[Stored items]
^^^^^^^^^^^^^^^^

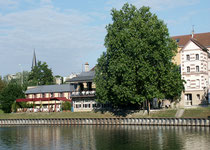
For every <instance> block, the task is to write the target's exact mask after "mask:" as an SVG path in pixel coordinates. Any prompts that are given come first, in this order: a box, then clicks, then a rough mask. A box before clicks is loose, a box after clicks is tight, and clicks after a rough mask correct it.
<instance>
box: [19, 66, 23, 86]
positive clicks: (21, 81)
mask: <svg viewBox="0 0 210 150" xmlns="http://www.w3.org/2000/svg"><path fill="white" fill-rule="evenodd" d="M19 66H20V71H21V72H20V83H21V85H23V68H22V65H21V64H19Z"/></svg>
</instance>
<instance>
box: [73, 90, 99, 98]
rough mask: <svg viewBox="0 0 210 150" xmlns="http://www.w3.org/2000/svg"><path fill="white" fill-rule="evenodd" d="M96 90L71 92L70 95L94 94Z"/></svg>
mask: <svg viewBox="0 0 210 150" xmlns="http://www.w3.org/2000/svg"><path fill="white" fill-rule="evenodd" d="M95 93H96V91H82V92H72V94H71V96H72V97H75V96H95Z"/></svg>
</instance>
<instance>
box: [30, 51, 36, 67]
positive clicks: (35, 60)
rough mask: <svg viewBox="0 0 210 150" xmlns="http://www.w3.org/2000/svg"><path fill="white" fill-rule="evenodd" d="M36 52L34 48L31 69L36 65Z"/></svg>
mask: <svg viewBox="0 0 210 150" xmlns="http://www.w3.org/2000/svg"><path fill="white" fill-rule="evenodd" d="M36 65H37V64H36V53H35V49H34V56H33V60H32V67H31V69H34V67H35V66H36Z"/></svg>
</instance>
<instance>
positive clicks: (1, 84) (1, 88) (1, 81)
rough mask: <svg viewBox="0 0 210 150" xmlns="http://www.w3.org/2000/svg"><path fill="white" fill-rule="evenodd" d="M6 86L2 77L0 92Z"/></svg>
mask: <svg viewBox="0 0 210 150" xmlns="http://www.w3.org/2000/svg"><path fill="white" fill-rule="evenodd" d="M5 86H6V83H5V82H4V81H3V80H2V79H1V77H0V92H1V91H2V90H3V88H4V87H5Z"/></svg>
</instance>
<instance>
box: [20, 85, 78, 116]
mask: <svg viewBox="0 0 210 150" xmlns="http://www.w3.org/2000/svg"><path fill="white" fill-rule="evenodd" d="M72 91H74V87H73V86H71V85H70V84H61V85H43V86H34V87H28V89H27V90H26V92H25V94H26V98H24V99H17V100H16V102H26V103H27V104H31V107H30V108H22V109H21V108H19V109H18V111H29V112H38V111H41V112H59V111H61V106H62V103H63V102H65V101H68V102H71V93H72Z"/></svg>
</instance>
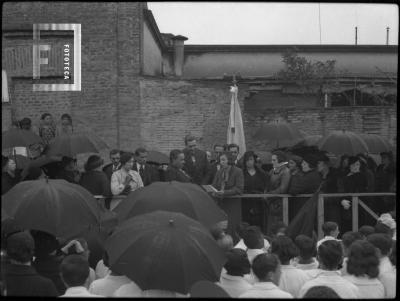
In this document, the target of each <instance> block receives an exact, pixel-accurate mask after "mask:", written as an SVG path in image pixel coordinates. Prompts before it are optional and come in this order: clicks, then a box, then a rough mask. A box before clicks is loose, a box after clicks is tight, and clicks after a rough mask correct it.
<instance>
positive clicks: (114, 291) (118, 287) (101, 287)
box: [89, 274, 131, 297]
mask: <svg viewBox="0 0 400 301" xmlns="http://www.w3.org/2000/svg"><path fill="white" fill-rule="evenodd" d="M130 282H131V280H130V279H129V278H128V277H126V276H114V275H110V274H109V275H107V276H106V277H104V278H103V279H98V280H95V281H93V282H92V284H91V285H90V287H89V293H91V294H96V295H100V296H104V297H111V296H112V295H113V294H114V292H115V291H116V290H117V289H119V288H120V287H121V286H122V285H124V284H128V283H130Z"/></svg>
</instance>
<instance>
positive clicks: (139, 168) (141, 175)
mask: <svg viewBox="0 0 400 301" xmlns="http://www.w3.org/2000/svg"><path fill="white" fill-rule="evenodd" d="M139 174H140V177H141V178H142V180H144V168H143V165H140V168H139Z"/></svg>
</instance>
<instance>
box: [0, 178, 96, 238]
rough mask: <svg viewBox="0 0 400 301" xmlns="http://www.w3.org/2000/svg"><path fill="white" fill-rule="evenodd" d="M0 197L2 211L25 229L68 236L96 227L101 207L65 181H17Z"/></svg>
mask: <svg viewBox="0 0 400 301" xmlns="http://www.w3.org/2000/svg"><path fill="white" fill-rule="evenodd" d="M1 198H2V210H5V212H6V213H7V214H8V215H9V216H11V217H12V218H14V220H15V221H16V222H17V223H18V224H19V225H21V226H22V227H23V228H25V229H34V230H41V231H45V232H48V233H51V234H53V235H55V236H57V237H71V236H73V235H77V234H79V233H81V232H82V231H85V230H87V229H90V228H99V227H100V217H101V216H100V212H101V209H100V207H99V205H98V203H97V201H96V199H95V198H94V197H93V196H92V195H91V193H90V192H89V191H87V190H86V189H84V188H83V187H81V186H79V185H76V184H72V183H69V182H67V181H65V180H48V179H40V180H34V181H24V182H20V183H18V184H17V185H15V186H14V187H13V188H12V189H10V190H9V191H8V192H7V193H6V194H5V195H3V196H2V197H1Z"/></svg>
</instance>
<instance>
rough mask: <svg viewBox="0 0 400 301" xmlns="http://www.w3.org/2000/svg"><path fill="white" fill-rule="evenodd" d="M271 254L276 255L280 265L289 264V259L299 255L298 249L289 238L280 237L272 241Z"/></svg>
mask: <svg viewBox="0 0 400 301" xmlns="http://www.w3.org/2000/svg"><path fill="white" fill-rule="evenodd" d="M271 253H273V254H276V255H277V256H278V257H279V260H280V262H281V263H282V264H289V261H290V259H292V258H294V257H296V256H298V255H299V249H298V248H297V247H296V245H295V244H294V242H293V241H292V239H291V238H290V237H287V236H283V235H282V236H277V237H276V238H275V239H273V240H272V242H271Z"/></svg>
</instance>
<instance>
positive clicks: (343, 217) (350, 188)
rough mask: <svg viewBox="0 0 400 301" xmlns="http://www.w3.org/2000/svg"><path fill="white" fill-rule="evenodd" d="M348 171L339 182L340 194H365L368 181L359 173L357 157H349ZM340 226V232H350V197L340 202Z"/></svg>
mask: <svg viewBox="0 0 400 301" xmlns="http://www.w3.org/2000/svg"><path fill="white" fill-rule="evenodd" d="M349 167H350V171H349V173H348V174H347V175H346V176H345V177H342V178H341V179H340V180H339V192H342V193H356V192H367V187H368V181H367V177H366V175H365V174H363V173H362V172H361V162H360V159H359V158H358V157H355V156H354V157H349ZM341 204H342V209H341V210H342V226H341V228H340V230H341V232H342V233H344V232H347V231H351V229H352V227H351V220H352V213H351V204H350V197H343V198H342V201H341Z"/></svg>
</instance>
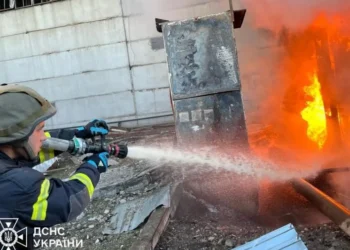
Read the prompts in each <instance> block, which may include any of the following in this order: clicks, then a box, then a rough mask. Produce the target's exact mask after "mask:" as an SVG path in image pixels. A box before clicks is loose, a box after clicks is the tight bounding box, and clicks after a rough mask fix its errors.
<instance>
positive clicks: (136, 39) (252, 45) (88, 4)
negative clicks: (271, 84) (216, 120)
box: [0, 0, 268, 129]
mask: <svg viewBox="0 0 350 250" xmlns="http://www.w3.org/2000/svg"><path fill="white" fill-rule="evenodd" d="M234 6H235V7H236V8H239V7H244V6H242V5H241V3H240V2H239V1H238V0H235V1H234ZM227 9H228V3H227V2H226V1H214V0H213V1H210V0H188V1H178V2H176V1H175V3H174V1H170V0H168V1H165V0H147V1H146V0H103V1H95V0H64V1H59V2H54V3H50V4H44V5H40V6H34V7H28V8H25V9H19V10H15V11H7V12H3V13H1V14H0V70H1V71H0V83H20V84H24V85H27V86H30V87H32V88H34V89H36V90H37V91H38V92H39V93H41V94H43V95H44V96H45V97H47V99H49V100H50V101H52V102H53V103H54V104H55V105H56V107H57V108H58V113H57V115H56V116H55V117H53V118H52V119H50V120H49V121H48V124H47V128H48V129H52V128H61V127H72V126H78V125H81V124H85V123H86V122H87V121H89V120H91V119H93V118H96V117H100V118H104V119H106V120H107V121H108V122H122V121H124V122H123V124H122V125H124V126H140V125H147V124H154V123H164V122H171V121H172V120H173V118H172V111H171V105H170V101H169V89H168V85H169V83H168V76H167V65H166V58H165V51H164V47H163V42H162V38H161V36H162V34H160V33H158V32H157V31H156V28H155V22H154V18H156V17H158V18H164V19H169V20H178V19H185V18H191V17H195V16H201V15H207V14H212V13H217V12H221V11H226V10H227ZM249 22H250V20H249V11H248V15H247V18H246V20H245V23H244V26H243V27H242V29H241V30H237V32H236V35H237V40H238V52H239V55H240V63H241V64H242V65H241V70H242V75H241V77H242V80H243V81H242V84H243V91H244V101H245V103H246V106H245V107H246V112H247V113H249V112H251V111H252V112H253V111H254V110H257V107H256V105H258V104H255V106H254V104H251V103H252V102H251V100H252V99H254V98H255V99H256V98H257V96H256V95H257V94H258V95H261V94H259V93H260V90H261V89H262V88H263V86H260V85H259V80H258V79H257V78H259V77H261V76H260V75H258V76H257V74H256V72H255V71H256V70H257V68H258V67H255V68H254V65H253V64H252V62H251V60H254V58H253V57H255V56H256V51H255V50H258V49H259V51H260V50H261V48H260V47H261V46H262V45H261V41H260V40H259V39H260V38H259V39H258V37H260V36H259V34H258V32H257V31H256V30H254V29H253V28H252V27H251V24H250V23H249ZM252 37H253V38H254V42H252ZM248 45H249V46H248ZM262 54H263V53H262ZM265 54H266V53H265ZM263 56H264V55H263ZM265 56H268V55H267V54H266V55H265ZM247 65H248V66H247ZM252 86H254V87H253V88H254V90H253V92H254V93H252ZM254 103H259V101H258V102H257V101H255V102H254ZM146 118H148V119H146ZM248 119H250V120H251V118H248ZM254 119H255V118H254ZM135 120H136V121H135Z"/></svg>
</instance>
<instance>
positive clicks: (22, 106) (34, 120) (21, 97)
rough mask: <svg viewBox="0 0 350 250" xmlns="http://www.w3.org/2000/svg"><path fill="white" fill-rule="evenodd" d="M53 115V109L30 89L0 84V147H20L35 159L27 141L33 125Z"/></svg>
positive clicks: (38, 122) (48, 101)
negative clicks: (21, 147)
mask: <svg viewBox="0 0 350 250" xmlns="http://www.w3.org/2000/svg"><path fill="white" fill-rule="evenodd" d="M55 114H56V108H55V107H54V106H53V105H52V104H51V103H50V102H49V101H48V100H46V99H45V98H44V97H42V96H41V95H39V94H38V93H37V92H36V91H34V90H33V89H31V88H28V87H25V86H21V85H17V84H2V85H0V117H1V119H0V145H12V146H15V147H23V148H24V149H25V151H26V152H27V154H28V156H29V158H30V159H32V160H33V159H35V158H36V157H37V156H36V155H34V153H33V150H32V149H31V147H30V145H28V138H29V136H30V135H31V134H32V133H33V131H34V129H35V128H36V126H37V125H38V124H39V123H40V122H43V121H45V120H47V119H49V118H50V117H52V116H53V115H55Z"/></svg>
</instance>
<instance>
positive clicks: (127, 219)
mask: <svg viewBox="0 0 350 250" xmlns="http://www.w3.org/2000/svg"><path fill="white" fill-rule="evenodd" d="M181 194H182V191H181V188H179V185H178V184H169V185H167V186H164V187H161V188H159V189H158V190H156V191H154V192H152V193H151V194H148V195H145V196H141V197H139V198H137V199H135V200H132V201H129V202H125V203H121V204H118V205H117V206H116V208H115V210H114V211H113V214H114V215H113V216H112V218H111V222H110V224H109V225H108V226H107V227H106V228H105V230H104V231H103V234H120V233H123V232H127V231H131V230H134V229H136V228H137V227H139V226H140V225H141V224H142V223H144V222H145V221H146V219H147V218H148V217H149V216H150V214H151V213H152V212H153V211H154V210H156V209H157V208H159V207H165V208H170V210H169V213H170V214H173V213H174V210H176V207H177V203H178V201H179V196H181Z"/></svg>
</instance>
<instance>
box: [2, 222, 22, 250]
mask: <svg viewBox="0 0 350 250" xmlns="http://www.w3.org/2000/svg"><path fill="white" fill-rule="evenodd" d="M17 221H18V219H10V218H0V247H1V248H0V249H1V250H16V246H18V247H20V246H23V247H27V228H26V227H25V228H22V229H21V230H18V231H16V230H15V226H16V224H17Z"/></svg>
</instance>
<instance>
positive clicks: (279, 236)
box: [232, 224, 307, 250]
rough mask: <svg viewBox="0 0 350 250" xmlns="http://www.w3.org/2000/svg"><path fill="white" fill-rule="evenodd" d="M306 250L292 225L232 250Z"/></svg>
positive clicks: (255, 239)
mask: <svg viewBox="0 0 350 250" xmlns="http://www.w3.org/2000/svg"><path fill="white" fill-rule="evenodd" d="M251 249H254V250H279V249H285V250H287V249H288V250H307V247H306V246H305V244H304V242H303V241H302V240H301V238H300V236H299V235H298V233H297V232H296V230H295V228H294V226H293V225H292V224H288V225H286V226H283V227H281V228H279V229H277V230H275V231H272V232H270V233H268V234H265V235H263V236H261V237H259V238H257V239H255V240H253V241H250V242H248V243H246V244H244V245H242V246H239V247H236V248H233V249H232V250H251Z"/></svg>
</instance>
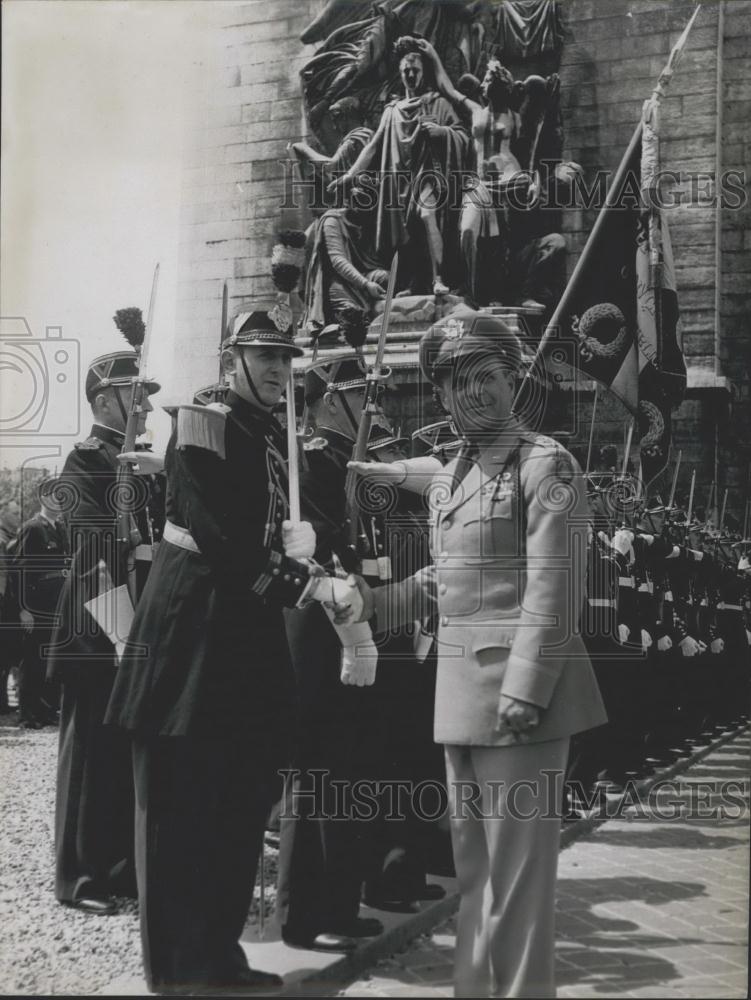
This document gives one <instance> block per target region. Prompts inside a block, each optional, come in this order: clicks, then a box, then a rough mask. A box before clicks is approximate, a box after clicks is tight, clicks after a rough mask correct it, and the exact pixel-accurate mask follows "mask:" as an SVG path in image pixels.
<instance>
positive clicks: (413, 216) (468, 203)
mask: <svg viewBox="0 0 751 1000" xmlns="http://www.w3.org/2000/svg"><path fill="white" fill-rule="evenodd" d="M301 37H302V40H303V41H305V42H307V43H311V42H321V45H320V47H319V49H318V52H317V53H316V55H315V56H313V58H312V59H311V60H310V61H309V62H308V63H307V64H306V66H305V67H304V69H303V71H302V73H301V85H302V92H303V99H304V106H305V111H306V116H307V120H308V124H309V128H310V140H309V142H298V143H295V144H294V145H293V146H292V147H291V149H292V152H293V153H294V155H295V157H296V159H297V164H298V169H299V172H300V176H301V178H302V179H303V180H305V181H307V182H310V181H311V180H315V182H316V183H315V190H316V191H317V198H316V202H315V204H313V205H312V206H311V210H312V214H313V215H314V217H315V218H314V221H313V222H312V224H311V225H310V227H309V229H308V233H307V267H306V277H305V291H304V301H305V314H304V321H303V324H304V327H305V329H306V330H307V332H309V333H310V334H311V335H312V336H313V337H314V338H315V337H317V336H318V335H320V333H321V332H322V331H323V330H324V329H326V328H329V329H331V328H332V327H334V326H338V328H339V332H340V333H342V334H343V335H344V337H345V339H346V340H347V341H348V342H349V343H351V344H353V345H358V344H359V343H362V342H363V340H364V338H365V330H366V327H367V324H368V322H369V321H371V320H372V319H373V316H374V315H375V314H376V313H377V310H378V303H379V302H380V300H381V299H382V298H383V296H384V289H385V284H386V279H387V274H388V269H389V268H390V265H391V261H392V258H393V256H394V253H395V252H396V251H397V250H399V252H400V259H399V273H398V278H397V297H398V299H399V301H398V302H397V303H396V304H395V309H396V315H395V319H396V320H397V322H398V316H399V314H400V313H401V314H402V315H410V316H411V317H412V318H413V319H420V320H422V321H431V320H432V319H433V318H434V317H435V315H436V314H437V313H442V312H445V311H448V309H450V308H453V307H454V306H455V305H456V304H458V303H459V302H461V301H462V300H463V301H464V302H466V303H467V304H469V305H472V306H490V305H492V306H496V307H497V306H505V307H521V308H522V311H524V310H527V311H529V313H530V314H532V315H536V316H540V315H542V314H543V313H545V312H548V313H549V312H550V310H552V307H553V306H554V305H555V302H556V300H557V296H559V295H560V292H561V290H562V282H563V257H564V255H565V246H566V245H565V241H564V239H563V236H562V235H561V234H560V232H559V229H560V221H559V212H557V211H556V209H555V207H554V204H555V202H554V199H555V197H556V195H557V194H559V192H560V189H561V186H562V185H566V184H570V183H571V181H572V180H573V179H574V178H575V176H576V174H577V173H578V172H579V170H580V168H579V167H578V165H577V164H573V163H568V164H566V163H562V162H561V156H562V144H563V133H562V128H561V116H560V106H559V103H560V81H559V79H558V76H557V75H556V74H555V73H552V74H550V75H548V76H546V77H545V76H541V75H538V74H537V73H525V75H524V77H523V79H521V80H519V79H515V77H514V75H513V73H512V72H511V70H510V69H509V68H508V67H507V66H506V65H504V62H503V57H504V55H505V54H507V55H508V57H509V61H512V62H513V63H514V65H515V66H520V65H525V64H526V65H527V66H531V65H532V63H533V64H534V67H535V68H537V67H539V66H540V65H542V63H543V62H544V61H545V58H548V62H549V58H550V57H551V55H552V56H553V57H556V54H557V52H558V51H559V50H560V46H561V39H562V30H561V25H560V17H559V11H558V5H557V3H556V2H555V0H511V2H506V3H504V4H496V3H490V2H487V0H475V2H467V0H464V2H447V3H440V4H437V3H432V2H427V0H384V2H380V3H375V4H372V3H364V2H362V3H361V2H356V0H355V2H353V0H330V2H329V3H327V4H326V6H325V7H324V9H323V10H322V12H321V14H320V15H319V16H318V17H317V18H316V20H315V21H314V22H313V23H312V24H311V25H310V26H309V27H308V28H307V29H306V30H305V32H303V35H302V36H301ZM526 60H532V63H530V62H525V61H526ZM428 300H430V301H428ZM325 339H326V338H324V340H325ZM322 342H323V341H322Z"/></svg>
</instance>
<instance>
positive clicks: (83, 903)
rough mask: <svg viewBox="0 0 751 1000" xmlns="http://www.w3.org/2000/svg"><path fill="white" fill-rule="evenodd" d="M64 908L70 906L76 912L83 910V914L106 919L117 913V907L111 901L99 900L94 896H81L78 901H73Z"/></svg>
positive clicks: (105, 900)
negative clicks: (95, 914)
mask: <svg viewBox="0 0 751 1000" xmlns="http://www.w3.org/2000/svg"><path fill="white" fill-rule="evenodd" d="M66 906H72V907H73V908H74V909H76V910H83V911H84V913H94V914H96V915H97V916H100V917H107V916H110V915H111V914H113V913H117V905H116V903H115V901H114V900H113V899H100V898H97V897H96V896H81V898H80V899H73V900H71V901H70V902H69V903H66Z"/></svg>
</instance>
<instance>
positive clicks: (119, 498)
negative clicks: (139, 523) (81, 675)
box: [115, 264, 159, 603]
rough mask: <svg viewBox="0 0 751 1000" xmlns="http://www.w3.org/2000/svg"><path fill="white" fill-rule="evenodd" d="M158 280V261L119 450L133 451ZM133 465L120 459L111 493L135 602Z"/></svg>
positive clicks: (136, 432)
mask: <svg viewBox="0 0 751 1000" xmlns="http://www.w3.org/2000/svg"><path fill="white" fill-rule="evenodd" d="M158 281H159V265H158V264H157V265H156V267H155V268H154V278H153V280H152V283H151V298H150V299H149V312H148V316H147V318H146V330H145V333H144V336H143V343H142V344H141V350H140V352H139V357H138V375H137V376H136V378H135V379H134V380H133V386H132V391H131V396H130V405H129V407H128V419H127V421H126V424H125V439H124V441H123V446H122V449H121V451H122V452H130V451H135V447H136V437H137V434H138V418H139V416H140V414H141V412H142V411H143V400H144V394H145V393H146V362H147V360H148V354H149V345H150V342H151V333H152V330H153V325H154V306H155V304H156V289H157V284H158ZM133 475H134V473H133V467H132V465H131V463H130V462H123V463H121V465H120V468H119V469H118V471H117V487H116V491H115V497H116V499H117V501H118V503H117V541H118V542H119V543H121V544H122V545H123V546H124V547H125V551H126V552H127V554H128V557H127V567H128V590H129V591H130V596H131V598H132V599H133V602H134V603H135V600H136V593H135V586H136V580H135V557H134V550H135V548H136V546H138V545H140V544H141V542H142V541H143V539H142V538H141V533H140V531H139V530H138V526H137V525H136V520H135V516H134V514H133V512H132V510H130V509H129V508H128V506H127V498H128V497H132V496H134V495H136V494H135V489H134V487H133V483H132V480H133Z"/></svg>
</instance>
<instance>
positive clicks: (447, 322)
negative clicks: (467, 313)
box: [441, 316, 464, 340]
mask: <svg viewBox="0 0 751 1000" xmlns="http://www.w3.org/2000/svg"><path fill="white" fill-rule="evenodd" d="M441 331H442V332H443V336H444V337H445V338H446V340H461V339H462V337H463V336H464V324H463V323H462V321H461V320H460V319H457V318H456V316H452V317H451V318H450V319H447V320H446V321H445V322H444V323H443V324H442V326H441Z"/></svg>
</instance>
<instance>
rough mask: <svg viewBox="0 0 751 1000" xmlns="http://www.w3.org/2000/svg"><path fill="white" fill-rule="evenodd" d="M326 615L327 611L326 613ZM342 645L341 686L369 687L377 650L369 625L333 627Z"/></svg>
mask: <svg viewBox="0 0 751 1000" xmlns="http://www.w3.org/2000/svg"><path fill="white" fill-rule="evenodd" d="M326 613H327V614H328V609H327V611H326ZM334 628H335V629H336V634H337V635H338V636H339V641H340V642H341V644H342V672H341V675H340V680H341V682H342V684H350V685H357V687H370V685H371V684H373V682H374V681H375V674H376V666H377V665H378V649H377V648H376V644H375V643H374V642H373V636H372V634H371V631H370V625H368V623H367V622H359V623H357V624H356V625H334Z"/></svg>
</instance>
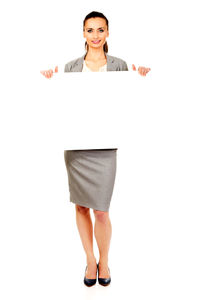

^^^^^^^^^^^^^^^^

TASK GOAL:
Leaving every picture behind, retype the entries above exactly, from the first line through the line with "positive clicks: (35, 60)", and stop there.

RESPONSE FOR THIS EXERCISE:
For every <instance> block, the task is to write the target's exact mask after "mask:" as an SVG path in pixel coordinates. Any prompts that are given come first, in this order: a box, then clicks, then a rough mask. A box before clicks is loose, a box after clicks is tight, and clicks after a rough mask correct it.
<instance>
box: [19, 66, 23, 86]
positive clicks: (21, 81)
mask: <svg viewBox="0 0 210 150" xmlns="http://www.w3.org/2000/svg"><path fill="white" fill-rule="evenodd" d="M19 66H20V71H21V72H20V83H21V85H23V68H22V65H21V64H19Z"/></svg>
</instance>
<instance>
box: [73, 90, 99, 98]
rough mask: <svg viewBox="0 0 210 150" xmlns="http://www.w3.org/2000/svg"><path fill="white" fill-rule="evenodd" d="M96 90L71 92L70 95L94 94Z"/></svg>
mask: <svg viewBox="0 0 210 150" xmlns="http://www.w3.org/2000/svg"><path fill="white" fill-rule="evenodd" d="M95 93H96V91H82V92H72V94H71V96H72V97H75V96H95Z"/></svg>
</instance>
<instance>
box: [30, 51, 36, 67]
positive clicks: (35, 60)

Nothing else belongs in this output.